:: WORK TO COMPLETE ::
Can you rewrite the lines of the entries below as a Markdown table with two columns, "No." for the row number and "Text" for the line? Skip blank lines and leave the pictures out.

[SUPPLIED MATERIAL start]

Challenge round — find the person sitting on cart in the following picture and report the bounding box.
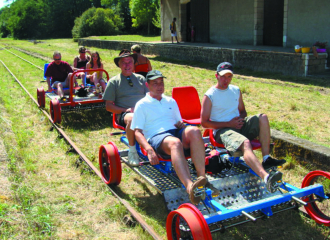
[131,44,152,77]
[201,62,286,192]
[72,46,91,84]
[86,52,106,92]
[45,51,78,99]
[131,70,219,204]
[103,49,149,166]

[SUPPLIED MATERIAL end]

:: SOLUTION FOR THIS PROBLEM ::
| No. | Text |
|---|---|
| 1 | Challenge round — find the person sitting on cart in the following picture and report the bounding box. |
| 2 | [131,44,152,77] |
| 3 | [201,62,286,192] |
| 4 | [72,46,91,84] |
| 5 | [86,52,106,92] |
| 6 | [45,51,78,99] |
| 7 | [131,70,219,204] |
| 8 | [103,49,149,166] |